Make an exact copy of all the records.

--- Start Input for this task ---

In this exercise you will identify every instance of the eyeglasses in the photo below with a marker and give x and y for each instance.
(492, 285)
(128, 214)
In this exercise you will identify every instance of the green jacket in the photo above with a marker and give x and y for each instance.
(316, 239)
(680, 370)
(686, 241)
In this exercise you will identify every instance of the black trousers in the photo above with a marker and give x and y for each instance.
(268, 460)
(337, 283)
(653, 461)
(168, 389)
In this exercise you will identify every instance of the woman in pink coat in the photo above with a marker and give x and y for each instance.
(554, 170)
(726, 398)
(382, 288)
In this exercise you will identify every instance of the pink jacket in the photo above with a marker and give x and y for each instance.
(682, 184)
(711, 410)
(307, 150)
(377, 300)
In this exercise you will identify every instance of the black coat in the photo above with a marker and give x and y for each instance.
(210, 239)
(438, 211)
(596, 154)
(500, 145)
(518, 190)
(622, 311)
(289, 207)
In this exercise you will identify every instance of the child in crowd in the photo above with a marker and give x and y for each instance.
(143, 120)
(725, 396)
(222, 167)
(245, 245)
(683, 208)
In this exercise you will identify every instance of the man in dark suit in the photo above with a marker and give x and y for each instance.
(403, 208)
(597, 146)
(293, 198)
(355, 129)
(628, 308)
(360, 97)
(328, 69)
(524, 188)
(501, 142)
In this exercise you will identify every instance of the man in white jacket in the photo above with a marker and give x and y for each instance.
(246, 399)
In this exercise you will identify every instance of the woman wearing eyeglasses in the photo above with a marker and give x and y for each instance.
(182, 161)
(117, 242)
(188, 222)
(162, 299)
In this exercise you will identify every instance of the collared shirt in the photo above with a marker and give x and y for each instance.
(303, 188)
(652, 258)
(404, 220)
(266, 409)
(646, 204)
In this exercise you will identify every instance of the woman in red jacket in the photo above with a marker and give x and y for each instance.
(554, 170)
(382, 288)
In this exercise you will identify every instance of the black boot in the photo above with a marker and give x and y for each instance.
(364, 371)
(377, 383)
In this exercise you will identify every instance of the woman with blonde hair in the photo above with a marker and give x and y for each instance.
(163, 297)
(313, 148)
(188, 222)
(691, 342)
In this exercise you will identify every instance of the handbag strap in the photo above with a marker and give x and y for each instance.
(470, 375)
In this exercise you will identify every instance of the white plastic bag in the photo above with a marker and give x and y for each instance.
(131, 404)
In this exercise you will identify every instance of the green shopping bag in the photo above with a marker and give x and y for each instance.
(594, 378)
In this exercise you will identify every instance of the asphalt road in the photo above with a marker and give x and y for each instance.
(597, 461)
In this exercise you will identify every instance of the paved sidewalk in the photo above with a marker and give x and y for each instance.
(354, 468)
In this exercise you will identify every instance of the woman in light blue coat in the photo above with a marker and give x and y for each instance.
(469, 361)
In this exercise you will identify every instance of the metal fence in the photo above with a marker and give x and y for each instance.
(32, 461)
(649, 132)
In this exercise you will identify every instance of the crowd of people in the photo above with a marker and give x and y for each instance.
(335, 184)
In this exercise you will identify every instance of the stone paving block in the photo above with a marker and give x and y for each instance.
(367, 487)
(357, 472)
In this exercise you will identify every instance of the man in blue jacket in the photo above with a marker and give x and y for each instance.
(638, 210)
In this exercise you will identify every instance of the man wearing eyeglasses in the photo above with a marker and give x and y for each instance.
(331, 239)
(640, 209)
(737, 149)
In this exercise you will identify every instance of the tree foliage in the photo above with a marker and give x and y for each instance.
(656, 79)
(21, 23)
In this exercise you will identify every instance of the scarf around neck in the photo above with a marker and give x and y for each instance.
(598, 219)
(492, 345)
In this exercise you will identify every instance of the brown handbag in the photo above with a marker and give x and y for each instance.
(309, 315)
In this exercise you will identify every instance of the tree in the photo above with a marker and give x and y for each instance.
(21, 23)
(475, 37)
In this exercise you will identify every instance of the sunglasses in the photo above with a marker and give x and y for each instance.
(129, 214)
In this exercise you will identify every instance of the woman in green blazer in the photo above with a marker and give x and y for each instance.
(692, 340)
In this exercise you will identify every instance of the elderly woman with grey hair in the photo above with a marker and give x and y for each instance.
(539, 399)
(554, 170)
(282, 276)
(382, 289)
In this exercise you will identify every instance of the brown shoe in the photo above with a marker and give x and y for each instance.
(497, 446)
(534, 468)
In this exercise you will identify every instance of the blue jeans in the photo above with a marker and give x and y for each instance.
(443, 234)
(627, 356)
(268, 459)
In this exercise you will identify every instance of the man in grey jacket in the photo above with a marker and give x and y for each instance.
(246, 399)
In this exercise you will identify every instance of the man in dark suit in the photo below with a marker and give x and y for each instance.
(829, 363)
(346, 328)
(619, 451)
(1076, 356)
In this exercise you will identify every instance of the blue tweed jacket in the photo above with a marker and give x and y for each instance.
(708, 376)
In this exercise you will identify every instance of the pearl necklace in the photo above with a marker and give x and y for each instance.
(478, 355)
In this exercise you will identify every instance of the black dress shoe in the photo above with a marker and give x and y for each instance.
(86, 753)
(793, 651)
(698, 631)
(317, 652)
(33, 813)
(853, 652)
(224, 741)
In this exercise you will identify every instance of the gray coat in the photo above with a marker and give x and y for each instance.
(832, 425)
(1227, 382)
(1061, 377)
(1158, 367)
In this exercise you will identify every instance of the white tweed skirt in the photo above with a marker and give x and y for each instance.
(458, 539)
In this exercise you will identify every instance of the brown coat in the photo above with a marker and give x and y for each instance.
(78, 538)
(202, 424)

--- End Input for this task ---

• Problem solution:
In this exercise you will identify every instance of the eyeglasses in the photo below with a marker and give x and y for each instance.
(492, 285)
(128, 214)
In this exercise you will identify every instance of the green jacket in the photo above with a marker and give x and y for each instance.
(316, 239)
(680, 370)
(686, 241)
In this exercise you will identify every instance of the black trousers in the photo above with a marker and give x and y for each instance.
(268, 460)
(337, 283)
(653, 461)
(168, 389)
In this exercise you will identify every instance of the woman in pink coat in the photo above with a marker and give x and y for each instance.
(554, 170)
(726, 398)
(382, 288)
In this exercise you will identify every instance of the pink jacket in the photo above with a marker and give x and y for each instance.
(682, 184)
(711, 410)
(307, 150)
(377, 300)
In this exercise you will identify every instance of the black coat in the photo above with a marker and give x and y for each instance.
(210, 239)
(438, 211)
(596, 154)
(500, 145)
(518, 190)
(622, 311)
(289, 207)
In this exercise you will identify every instance of the child in crowd in the photo above with a marker and give x and y for each instance.
(143, 120)
(725, 396)
(222, 167)
(245, 245)
(683, 208)
In this exercise you will identify every instance of the man in dark suit in the photo above with a marker and give x and y for each instance.
(403, 208)
(597, 146)
(293, 198)
(355, 129)
(628, 308)
(360, 97)
(328, 69)
(524, 188)
(501, 142)
In this exercise you will identify every instance of the man in white jacket in the photo above with a marker and give x and y for each instance.
(246, 399)
In this exercise you will identify every instance of the woman wearing eyeglasses in the photo above with a marker and give x and y for each instance.
(182, 161)
(117, 242)
(188, 222)
(162, 299)
In this exercise you will identify every instance of the collared shirt in the photo above with a marker and give x and y for each instance.
(303, 188)
(652, 258)
(404, 220)
(266, 409)
(646, 204)
In this exercise you will identify every instance of the woman in red jacket in the photo above with a marker and give x and y for each instance.
(554, 170)
(382, 288)
In this exercise you will identify every instance of the black boot in the photo above with a marker and give x and y for each instance.
(364, 371)
(377, 383)
In this exercise you will identify every instance of the woman with blonde hair in the photo above with a marker and give x and y for each instance.
(163, 297)
(313, 148)
(188, 222)
(691, 342)
In this exercise you will identify every instance of the handbag strap in the photo above with a marker and give x and y for each instance.
(470, 375)
In this exercise you will identify every instance of the white plastic bag in the photo above with a marker and give x and y for each instance.
(131, 404)
In this exercise you will identify every instance of the green shopping bag in the photo above with a marker and give x and y for each instance.
(594, 378)
In this exercise you will identify every instance of the asphalt road in the photo above with a marker and give x and y for each instance.
(597, 461)
In this exercise you will identify every instance of the paved sidewalk in the photo above with a marker and give x and y for each instance.
(354, 468)
In this exercise you will identify every instance of the woman in light blue coat in the photo above with a marker and give x and y for each instance.
(469, 361)
In this exercise you will identify every instance of the metal fence in the photo above with a marker and give x and y for each instance.
(32, 461)
(649, 132)
In this exercise you will identify every instance of the crowd of people in the photo above with a marker and give x and y for each instance.
(335, 184)
In this exercise you will identify every instance of the stone paving block in the photo above with a marker and give x and y for each instance.
(367, 487)
(357, 472)
In this exercise you will identify every instance of the man in blue jacket in the photo above with a marker and give x and y for each instance.
(638, 210)
In this exercise you will identify every instance of the man wearing eyeglasses in the photo above with a marker and give x and y for each instance.
(331, 239)
(640, 209)
(737, 149)
In this exercise you will identify every instance of the tree foliage in the photo above with a marker and give x and y for each instance.
(656, 79)
(21, 23)
In this exercise you will identify every instance of the scarf around neck in the photo above with a marker and give x and y for each instance.
(598, 219)
(492, 345)
In this exercise you will identify every instance of the brown handbag in the photo above with a marker and give x and y for each instance.
(309, 315)
In this exercise you will identify every instance of the tree in the photo above with a marker and give x and y for each instance.
(21, 23)
(475, 37)
In this exercise you will identify every instance of the sunglasses in the photo above with a marker and give x and y for each instance.
(129, 214)
In this exercise you will identify every instance of the woman in green blazer in the photo above with a marker and give x and y for each instance.
(692, 340)
In this exercise you will identify every instance of the elderly woman with grey hair in the photo above with a marker and give x and y for each instance.
(539, 399)
(554, 170)
(282, 276)
(382, 289)
In this exercise you will identify every instance of the brown shoe in the photo above with a marker and give x and y for each instance.
(497, 446)
(534, 468)
In this exercise you will identify every instance of the blue jeans in the photo above with a marker and give x and y for each instance.
(443, 234)
(627, 356)
(268, 459)
In this exercise you will identify every instance of the man in grey jacket in the photo above with a marker and give x and y for each instance.
(246, 399)
In this exercise you will identify every instance of the man in dark suit in the photo below with a marker and give x and y for each instance.
(829, 363)
(346, 328)
(619, 451)
(1076, 356)
In this exercise you will identify every instance of the blue tweed jacket in the photo above with a marker and give x and y for each instance.
(708, 376)
In this exercise you will identify every instance of the pearl necklace in the photo above with a marker and give x and y for each instance.
(478, 355)
In this exercise you will identify every instance of the black dress shoe in the photo above with a marker and give x and y for each instance.
(86, 753)
(793, 651)
(698, 631)
(317, 652)
(33, 813)
(853, 652)
(224, 741)
In this exercise you will identify every instance of the gray coat in the photo above with a marker and give x and y for each instance.
(832, 425)
(1227, 382)
(1061, 377)
(1158, 367)
In this exercise you will identify every instance of the white tweed skirt in the photo above with a marker and give x and y for each instance.
(458, 539)
In this exercise you will identify every instance of the brown coat in the photo above with a marker and give x and y for each instance.
(78, 538)
(202, 424)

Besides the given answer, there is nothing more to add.